### [TASK BRIEF]
Pull each line containing "flame" from the data.

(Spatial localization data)

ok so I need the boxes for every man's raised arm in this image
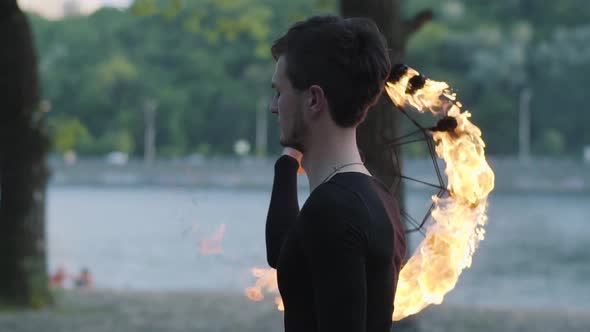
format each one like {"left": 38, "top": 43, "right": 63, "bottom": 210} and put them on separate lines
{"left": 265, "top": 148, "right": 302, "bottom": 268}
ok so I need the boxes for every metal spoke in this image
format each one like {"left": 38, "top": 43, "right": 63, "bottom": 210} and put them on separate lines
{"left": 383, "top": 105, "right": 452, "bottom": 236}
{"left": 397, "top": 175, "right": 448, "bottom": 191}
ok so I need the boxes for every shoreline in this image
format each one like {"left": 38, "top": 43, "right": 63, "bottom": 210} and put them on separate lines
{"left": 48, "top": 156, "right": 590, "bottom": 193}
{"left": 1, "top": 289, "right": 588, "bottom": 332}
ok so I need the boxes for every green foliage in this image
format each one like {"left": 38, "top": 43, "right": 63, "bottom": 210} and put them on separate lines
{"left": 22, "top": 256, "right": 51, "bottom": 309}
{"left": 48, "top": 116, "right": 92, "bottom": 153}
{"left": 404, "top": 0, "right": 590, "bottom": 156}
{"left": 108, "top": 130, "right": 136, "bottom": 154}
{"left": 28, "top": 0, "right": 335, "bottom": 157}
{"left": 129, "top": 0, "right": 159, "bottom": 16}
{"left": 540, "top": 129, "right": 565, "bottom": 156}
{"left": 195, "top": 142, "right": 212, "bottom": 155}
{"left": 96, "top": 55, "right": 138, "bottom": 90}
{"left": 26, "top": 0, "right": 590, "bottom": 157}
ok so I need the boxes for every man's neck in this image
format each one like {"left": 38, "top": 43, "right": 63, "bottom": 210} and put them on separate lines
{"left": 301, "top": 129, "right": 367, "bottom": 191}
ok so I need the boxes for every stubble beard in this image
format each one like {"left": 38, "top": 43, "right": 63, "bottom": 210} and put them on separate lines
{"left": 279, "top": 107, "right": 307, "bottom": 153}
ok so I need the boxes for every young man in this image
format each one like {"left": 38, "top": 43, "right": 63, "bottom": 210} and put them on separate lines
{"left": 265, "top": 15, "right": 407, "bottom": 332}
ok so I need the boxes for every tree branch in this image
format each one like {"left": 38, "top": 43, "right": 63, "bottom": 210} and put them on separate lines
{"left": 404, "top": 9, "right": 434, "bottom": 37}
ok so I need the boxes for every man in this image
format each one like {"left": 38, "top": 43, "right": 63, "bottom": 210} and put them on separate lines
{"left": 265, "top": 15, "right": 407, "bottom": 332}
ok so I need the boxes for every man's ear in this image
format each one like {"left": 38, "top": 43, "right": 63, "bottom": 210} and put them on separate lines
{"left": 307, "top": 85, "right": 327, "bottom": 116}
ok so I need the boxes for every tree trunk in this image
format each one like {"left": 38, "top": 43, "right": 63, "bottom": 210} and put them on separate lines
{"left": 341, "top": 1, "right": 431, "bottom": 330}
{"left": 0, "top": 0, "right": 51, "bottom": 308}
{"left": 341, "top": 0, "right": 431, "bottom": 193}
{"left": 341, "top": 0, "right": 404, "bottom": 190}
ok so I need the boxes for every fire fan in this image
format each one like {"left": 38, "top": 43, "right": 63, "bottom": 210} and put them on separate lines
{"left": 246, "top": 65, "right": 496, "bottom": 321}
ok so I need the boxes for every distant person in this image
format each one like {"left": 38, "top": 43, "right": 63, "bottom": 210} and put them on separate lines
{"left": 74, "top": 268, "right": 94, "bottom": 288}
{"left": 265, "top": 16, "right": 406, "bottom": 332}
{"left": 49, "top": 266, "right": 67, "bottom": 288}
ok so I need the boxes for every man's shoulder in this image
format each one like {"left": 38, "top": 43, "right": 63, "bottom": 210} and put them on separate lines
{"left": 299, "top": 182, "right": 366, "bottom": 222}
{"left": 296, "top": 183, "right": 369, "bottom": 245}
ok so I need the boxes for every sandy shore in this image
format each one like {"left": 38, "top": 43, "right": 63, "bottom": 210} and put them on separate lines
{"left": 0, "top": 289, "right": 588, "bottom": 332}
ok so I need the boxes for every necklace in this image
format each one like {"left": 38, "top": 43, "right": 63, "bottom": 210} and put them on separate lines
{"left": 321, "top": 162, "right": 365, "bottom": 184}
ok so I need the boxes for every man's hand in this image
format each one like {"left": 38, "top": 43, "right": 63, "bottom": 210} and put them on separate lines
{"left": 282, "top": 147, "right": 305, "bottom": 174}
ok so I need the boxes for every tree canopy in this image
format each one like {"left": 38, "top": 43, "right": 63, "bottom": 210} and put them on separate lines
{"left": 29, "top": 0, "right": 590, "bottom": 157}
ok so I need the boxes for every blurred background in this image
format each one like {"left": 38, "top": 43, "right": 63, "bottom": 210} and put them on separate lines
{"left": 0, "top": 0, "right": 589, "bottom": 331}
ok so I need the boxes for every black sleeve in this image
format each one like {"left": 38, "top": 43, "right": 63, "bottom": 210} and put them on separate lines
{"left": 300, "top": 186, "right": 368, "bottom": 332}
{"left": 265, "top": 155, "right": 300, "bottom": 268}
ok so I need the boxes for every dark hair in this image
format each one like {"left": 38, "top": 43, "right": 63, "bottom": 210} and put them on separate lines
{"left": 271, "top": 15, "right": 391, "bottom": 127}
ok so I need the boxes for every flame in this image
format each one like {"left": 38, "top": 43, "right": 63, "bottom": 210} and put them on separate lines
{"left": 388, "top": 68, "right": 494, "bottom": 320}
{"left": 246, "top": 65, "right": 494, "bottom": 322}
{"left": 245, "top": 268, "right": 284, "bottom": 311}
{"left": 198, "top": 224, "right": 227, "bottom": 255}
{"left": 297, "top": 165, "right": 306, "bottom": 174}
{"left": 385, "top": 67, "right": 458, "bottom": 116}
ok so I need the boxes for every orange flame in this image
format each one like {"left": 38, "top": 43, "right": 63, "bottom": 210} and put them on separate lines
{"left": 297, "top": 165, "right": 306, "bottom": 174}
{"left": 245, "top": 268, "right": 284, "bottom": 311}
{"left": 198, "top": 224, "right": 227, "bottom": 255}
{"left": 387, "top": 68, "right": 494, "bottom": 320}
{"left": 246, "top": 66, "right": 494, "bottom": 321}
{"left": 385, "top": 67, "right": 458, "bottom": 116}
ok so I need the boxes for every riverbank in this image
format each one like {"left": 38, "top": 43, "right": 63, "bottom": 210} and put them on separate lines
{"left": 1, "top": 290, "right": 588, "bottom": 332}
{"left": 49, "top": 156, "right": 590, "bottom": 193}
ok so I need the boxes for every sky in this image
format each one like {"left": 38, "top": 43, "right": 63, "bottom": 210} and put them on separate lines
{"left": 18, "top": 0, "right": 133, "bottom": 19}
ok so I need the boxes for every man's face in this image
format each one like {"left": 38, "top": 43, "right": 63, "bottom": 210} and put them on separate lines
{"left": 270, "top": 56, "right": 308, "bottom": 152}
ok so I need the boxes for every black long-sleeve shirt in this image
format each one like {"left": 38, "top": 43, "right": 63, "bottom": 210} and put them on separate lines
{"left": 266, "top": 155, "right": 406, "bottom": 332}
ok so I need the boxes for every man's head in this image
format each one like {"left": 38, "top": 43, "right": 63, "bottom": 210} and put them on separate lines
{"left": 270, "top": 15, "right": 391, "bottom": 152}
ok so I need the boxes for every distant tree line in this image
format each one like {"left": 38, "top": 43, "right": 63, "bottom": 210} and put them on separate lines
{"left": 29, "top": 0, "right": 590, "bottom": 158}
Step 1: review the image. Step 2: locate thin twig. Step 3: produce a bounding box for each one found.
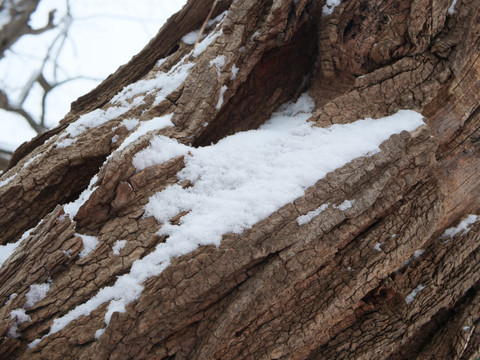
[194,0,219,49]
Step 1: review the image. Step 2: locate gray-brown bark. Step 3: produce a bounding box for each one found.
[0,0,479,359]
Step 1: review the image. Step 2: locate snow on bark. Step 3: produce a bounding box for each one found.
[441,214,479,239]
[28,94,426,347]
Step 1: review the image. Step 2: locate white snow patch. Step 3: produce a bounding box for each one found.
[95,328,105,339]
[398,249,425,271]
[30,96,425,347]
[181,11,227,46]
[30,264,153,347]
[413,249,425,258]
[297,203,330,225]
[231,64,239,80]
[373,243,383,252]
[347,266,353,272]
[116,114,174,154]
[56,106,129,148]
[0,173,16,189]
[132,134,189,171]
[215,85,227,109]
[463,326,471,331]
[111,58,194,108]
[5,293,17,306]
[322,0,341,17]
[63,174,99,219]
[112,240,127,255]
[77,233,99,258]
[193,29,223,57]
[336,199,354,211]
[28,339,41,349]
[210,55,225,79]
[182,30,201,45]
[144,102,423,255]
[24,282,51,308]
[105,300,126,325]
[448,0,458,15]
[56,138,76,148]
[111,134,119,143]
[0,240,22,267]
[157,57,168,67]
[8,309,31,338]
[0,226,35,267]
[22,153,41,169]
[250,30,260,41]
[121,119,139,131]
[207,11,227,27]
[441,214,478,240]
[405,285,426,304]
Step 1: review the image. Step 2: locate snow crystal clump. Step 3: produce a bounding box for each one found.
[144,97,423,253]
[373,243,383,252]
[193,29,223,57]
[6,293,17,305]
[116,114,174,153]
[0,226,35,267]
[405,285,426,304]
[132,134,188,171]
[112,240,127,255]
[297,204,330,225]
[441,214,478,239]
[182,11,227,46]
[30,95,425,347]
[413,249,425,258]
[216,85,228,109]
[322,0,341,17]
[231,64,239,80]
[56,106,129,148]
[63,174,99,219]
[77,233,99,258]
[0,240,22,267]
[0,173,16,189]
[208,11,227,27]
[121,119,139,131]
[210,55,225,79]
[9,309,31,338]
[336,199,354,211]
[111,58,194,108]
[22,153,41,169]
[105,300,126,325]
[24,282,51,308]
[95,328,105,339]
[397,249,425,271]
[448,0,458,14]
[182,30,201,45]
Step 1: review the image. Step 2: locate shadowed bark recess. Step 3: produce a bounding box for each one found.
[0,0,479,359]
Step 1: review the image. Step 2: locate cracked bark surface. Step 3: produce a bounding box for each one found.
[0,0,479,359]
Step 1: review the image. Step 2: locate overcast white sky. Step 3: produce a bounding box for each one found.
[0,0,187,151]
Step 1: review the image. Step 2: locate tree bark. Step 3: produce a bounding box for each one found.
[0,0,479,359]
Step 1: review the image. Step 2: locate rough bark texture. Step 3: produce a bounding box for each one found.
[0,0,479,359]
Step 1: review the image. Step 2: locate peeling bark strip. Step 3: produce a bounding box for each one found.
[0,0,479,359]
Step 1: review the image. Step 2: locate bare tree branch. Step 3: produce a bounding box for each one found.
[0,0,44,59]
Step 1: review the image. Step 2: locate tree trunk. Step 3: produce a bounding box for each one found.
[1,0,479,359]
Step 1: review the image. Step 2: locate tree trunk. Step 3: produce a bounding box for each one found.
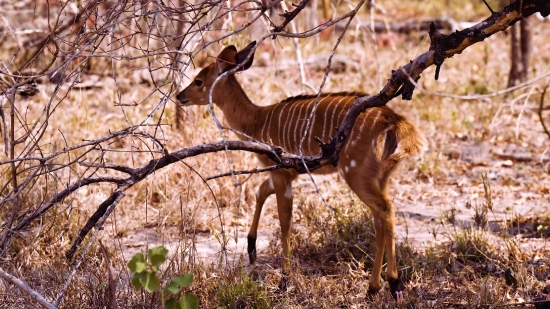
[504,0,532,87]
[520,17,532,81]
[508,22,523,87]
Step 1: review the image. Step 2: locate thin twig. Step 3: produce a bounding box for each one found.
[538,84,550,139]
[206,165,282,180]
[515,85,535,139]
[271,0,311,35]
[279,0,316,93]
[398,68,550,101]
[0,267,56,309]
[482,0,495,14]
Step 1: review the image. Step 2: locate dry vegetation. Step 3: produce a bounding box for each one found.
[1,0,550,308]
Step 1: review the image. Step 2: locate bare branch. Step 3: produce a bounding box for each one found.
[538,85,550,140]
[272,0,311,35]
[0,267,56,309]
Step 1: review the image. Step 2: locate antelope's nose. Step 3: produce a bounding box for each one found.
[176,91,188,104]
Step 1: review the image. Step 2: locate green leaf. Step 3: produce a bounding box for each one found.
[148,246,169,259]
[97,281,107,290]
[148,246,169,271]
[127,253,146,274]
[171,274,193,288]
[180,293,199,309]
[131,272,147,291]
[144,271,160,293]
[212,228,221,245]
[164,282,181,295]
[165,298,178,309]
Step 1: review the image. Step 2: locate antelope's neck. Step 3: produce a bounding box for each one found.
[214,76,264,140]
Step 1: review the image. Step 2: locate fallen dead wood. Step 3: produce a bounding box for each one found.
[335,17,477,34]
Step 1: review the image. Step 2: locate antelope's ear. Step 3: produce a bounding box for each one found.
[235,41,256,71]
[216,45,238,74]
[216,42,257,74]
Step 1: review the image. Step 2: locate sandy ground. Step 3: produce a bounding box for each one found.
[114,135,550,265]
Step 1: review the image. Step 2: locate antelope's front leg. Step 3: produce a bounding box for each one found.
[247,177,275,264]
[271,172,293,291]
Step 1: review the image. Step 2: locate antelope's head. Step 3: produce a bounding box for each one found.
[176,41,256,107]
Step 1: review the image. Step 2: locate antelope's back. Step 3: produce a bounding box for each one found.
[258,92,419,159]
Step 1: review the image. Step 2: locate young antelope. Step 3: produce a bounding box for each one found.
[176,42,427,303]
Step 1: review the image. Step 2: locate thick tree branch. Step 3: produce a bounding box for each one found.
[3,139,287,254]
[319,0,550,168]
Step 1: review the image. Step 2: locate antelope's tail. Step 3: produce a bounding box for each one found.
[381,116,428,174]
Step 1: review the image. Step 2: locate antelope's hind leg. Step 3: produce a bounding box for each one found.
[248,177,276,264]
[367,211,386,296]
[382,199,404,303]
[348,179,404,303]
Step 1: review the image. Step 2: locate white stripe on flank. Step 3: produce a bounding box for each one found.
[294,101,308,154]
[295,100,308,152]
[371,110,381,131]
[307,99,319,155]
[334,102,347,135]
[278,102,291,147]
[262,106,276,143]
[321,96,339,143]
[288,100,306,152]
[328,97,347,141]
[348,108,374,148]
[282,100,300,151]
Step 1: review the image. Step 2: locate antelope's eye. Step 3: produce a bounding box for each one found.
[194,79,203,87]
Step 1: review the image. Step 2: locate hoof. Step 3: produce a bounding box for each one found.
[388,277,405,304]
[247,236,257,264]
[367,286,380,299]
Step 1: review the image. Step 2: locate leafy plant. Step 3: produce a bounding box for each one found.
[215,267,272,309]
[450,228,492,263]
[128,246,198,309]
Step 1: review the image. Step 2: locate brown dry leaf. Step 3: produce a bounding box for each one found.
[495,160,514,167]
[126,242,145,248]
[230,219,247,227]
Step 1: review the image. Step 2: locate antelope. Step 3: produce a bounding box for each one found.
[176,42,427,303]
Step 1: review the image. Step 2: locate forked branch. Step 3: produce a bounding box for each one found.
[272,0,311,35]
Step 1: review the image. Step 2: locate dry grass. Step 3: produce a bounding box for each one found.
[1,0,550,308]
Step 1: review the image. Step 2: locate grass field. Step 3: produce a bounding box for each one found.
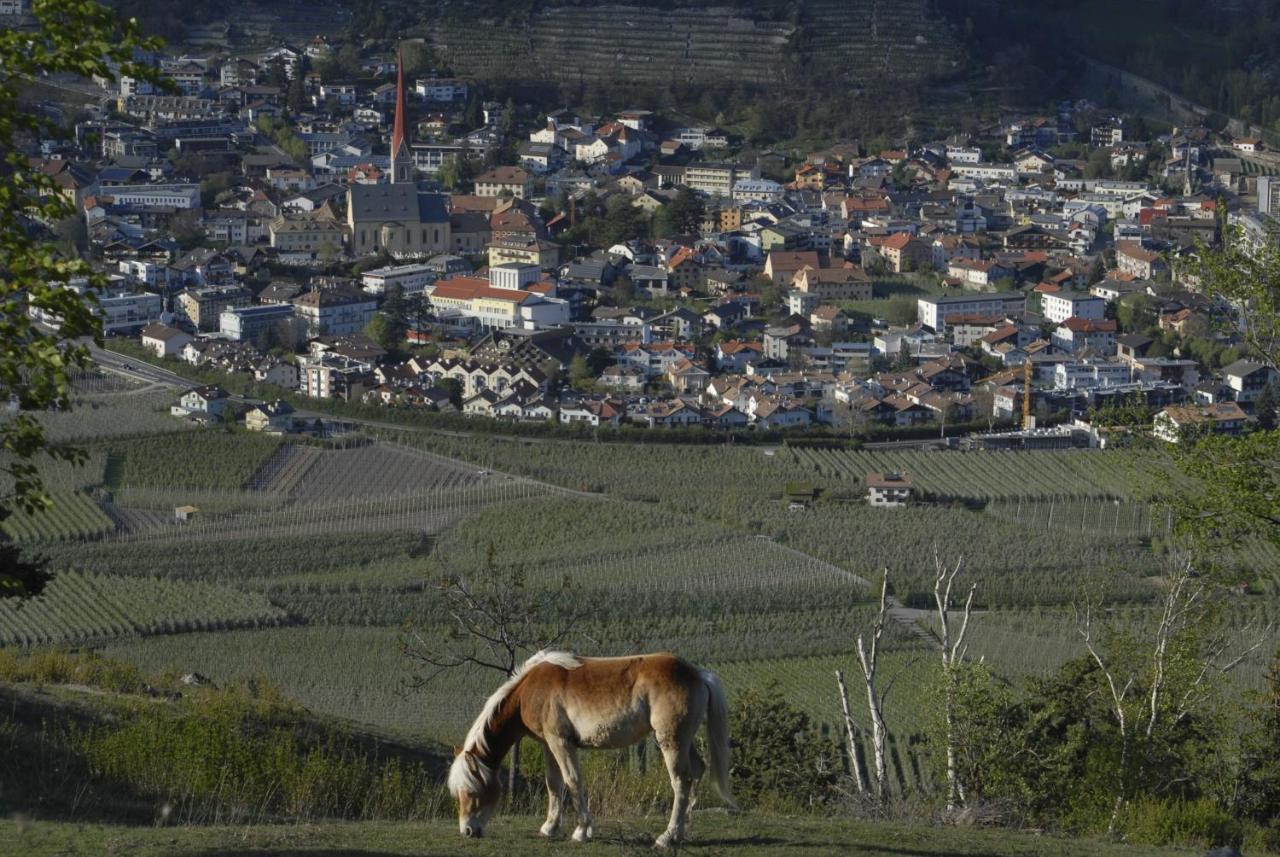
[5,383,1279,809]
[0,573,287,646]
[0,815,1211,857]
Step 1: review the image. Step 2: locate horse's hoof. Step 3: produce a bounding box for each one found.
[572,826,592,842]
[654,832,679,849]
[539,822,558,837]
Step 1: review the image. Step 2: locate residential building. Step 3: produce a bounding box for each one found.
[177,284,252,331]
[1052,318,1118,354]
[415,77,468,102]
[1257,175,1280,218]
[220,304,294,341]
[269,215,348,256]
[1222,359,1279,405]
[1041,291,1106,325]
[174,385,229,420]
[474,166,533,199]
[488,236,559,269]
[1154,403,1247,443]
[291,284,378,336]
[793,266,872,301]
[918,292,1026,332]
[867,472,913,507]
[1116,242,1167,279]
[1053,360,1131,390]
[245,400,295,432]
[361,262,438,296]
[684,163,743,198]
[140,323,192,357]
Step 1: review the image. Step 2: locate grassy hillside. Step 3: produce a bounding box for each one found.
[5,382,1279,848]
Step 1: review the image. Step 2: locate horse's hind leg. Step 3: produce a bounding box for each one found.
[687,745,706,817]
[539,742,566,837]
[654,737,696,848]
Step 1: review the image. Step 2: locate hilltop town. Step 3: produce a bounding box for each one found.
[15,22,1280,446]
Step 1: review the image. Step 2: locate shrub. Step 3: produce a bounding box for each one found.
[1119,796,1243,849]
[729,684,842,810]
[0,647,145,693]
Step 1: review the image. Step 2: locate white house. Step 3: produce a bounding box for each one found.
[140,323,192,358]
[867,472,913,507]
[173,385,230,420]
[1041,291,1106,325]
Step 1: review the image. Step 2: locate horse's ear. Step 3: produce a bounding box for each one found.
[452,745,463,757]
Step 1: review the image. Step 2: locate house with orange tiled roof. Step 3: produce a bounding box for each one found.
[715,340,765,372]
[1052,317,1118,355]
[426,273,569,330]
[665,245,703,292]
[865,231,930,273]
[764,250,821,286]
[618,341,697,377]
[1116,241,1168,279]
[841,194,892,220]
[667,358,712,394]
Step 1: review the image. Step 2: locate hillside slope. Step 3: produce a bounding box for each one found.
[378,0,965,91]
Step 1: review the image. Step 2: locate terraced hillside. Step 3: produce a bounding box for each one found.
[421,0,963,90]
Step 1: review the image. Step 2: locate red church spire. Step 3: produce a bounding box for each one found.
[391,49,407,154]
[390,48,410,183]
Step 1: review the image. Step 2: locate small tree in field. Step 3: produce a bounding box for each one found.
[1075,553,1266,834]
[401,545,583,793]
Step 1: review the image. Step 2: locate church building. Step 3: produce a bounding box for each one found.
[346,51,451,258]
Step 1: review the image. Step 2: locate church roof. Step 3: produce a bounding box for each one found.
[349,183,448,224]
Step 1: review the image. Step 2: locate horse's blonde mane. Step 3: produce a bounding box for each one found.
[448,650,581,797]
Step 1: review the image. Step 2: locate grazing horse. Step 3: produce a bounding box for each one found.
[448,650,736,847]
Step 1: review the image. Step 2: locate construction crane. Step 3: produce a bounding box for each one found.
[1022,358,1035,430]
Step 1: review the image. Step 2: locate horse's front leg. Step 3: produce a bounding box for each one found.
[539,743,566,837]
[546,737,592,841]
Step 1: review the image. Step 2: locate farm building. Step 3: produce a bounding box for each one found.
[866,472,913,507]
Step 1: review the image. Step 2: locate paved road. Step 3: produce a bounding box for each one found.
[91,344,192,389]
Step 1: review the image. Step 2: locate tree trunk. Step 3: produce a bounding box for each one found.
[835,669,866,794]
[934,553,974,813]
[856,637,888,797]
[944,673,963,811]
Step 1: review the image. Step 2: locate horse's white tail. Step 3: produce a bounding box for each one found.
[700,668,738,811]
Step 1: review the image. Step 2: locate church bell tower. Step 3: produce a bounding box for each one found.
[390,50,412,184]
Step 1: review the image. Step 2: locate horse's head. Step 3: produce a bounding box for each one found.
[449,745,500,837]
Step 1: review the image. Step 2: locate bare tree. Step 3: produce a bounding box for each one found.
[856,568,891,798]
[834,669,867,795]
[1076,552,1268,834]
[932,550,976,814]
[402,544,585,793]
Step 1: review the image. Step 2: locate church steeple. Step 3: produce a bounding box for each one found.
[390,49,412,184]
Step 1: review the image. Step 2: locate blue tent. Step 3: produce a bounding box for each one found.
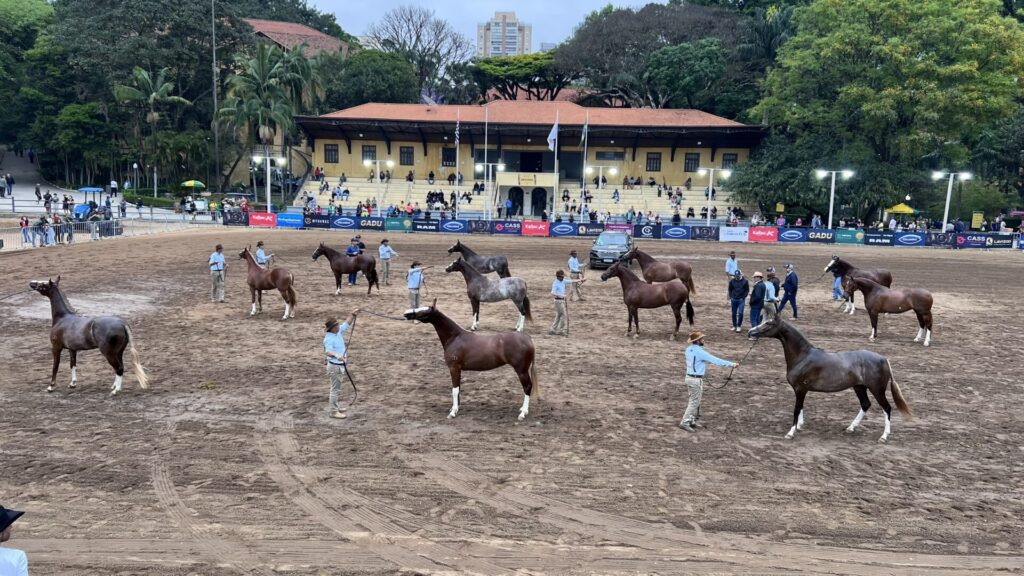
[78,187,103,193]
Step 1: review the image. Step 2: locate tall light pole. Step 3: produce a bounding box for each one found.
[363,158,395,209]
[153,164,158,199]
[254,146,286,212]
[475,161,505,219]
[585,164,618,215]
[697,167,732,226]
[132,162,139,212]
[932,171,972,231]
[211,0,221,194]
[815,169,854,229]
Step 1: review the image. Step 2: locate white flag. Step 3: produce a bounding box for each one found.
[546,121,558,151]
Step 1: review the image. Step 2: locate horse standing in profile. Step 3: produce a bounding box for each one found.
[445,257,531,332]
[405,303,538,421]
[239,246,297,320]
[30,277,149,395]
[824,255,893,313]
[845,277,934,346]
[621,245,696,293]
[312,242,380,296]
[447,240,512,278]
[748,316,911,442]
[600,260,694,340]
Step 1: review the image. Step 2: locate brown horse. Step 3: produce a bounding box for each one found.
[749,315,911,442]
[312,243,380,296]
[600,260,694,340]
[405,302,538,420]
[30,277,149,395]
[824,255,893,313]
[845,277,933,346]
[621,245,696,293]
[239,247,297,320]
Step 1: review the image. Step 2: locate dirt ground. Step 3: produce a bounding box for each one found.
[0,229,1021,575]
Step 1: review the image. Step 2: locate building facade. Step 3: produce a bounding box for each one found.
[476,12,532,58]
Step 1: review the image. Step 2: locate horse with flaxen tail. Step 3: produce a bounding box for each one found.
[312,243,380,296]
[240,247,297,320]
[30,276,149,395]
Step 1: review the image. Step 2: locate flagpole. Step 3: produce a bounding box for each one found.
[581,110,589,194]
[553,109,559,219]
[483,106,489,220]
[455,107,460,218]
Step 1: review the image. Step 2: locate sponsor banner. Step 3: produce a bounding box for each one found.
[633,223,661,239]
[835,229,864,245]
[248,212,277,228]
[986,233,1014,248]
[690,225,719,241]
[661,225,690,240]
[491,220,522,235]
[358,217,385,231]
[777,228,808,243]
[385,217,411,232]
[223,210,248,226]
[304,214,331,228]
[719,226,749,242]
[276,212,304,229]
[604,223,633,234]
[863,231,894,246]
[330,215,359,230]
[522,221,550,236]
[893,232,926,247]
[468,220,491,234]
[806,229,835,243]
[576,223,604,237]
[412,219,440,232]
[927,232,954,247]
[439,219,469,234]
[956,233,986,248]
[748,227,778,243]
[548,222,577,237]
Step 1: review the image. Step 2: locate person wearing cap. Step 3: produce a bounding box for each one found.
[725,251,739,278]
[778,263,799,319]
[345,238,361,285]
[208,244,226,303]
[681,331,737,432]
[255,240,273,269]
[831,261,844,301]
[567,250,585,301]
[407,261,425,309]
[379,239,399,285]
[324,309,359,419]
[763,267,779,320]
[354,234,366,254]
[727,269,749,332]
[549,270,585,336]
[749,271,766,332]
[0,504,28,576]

### [ANSWER AREA]
ok so I need the boxes for every flame in this image
ok so I need the boxes for every orange flame in this image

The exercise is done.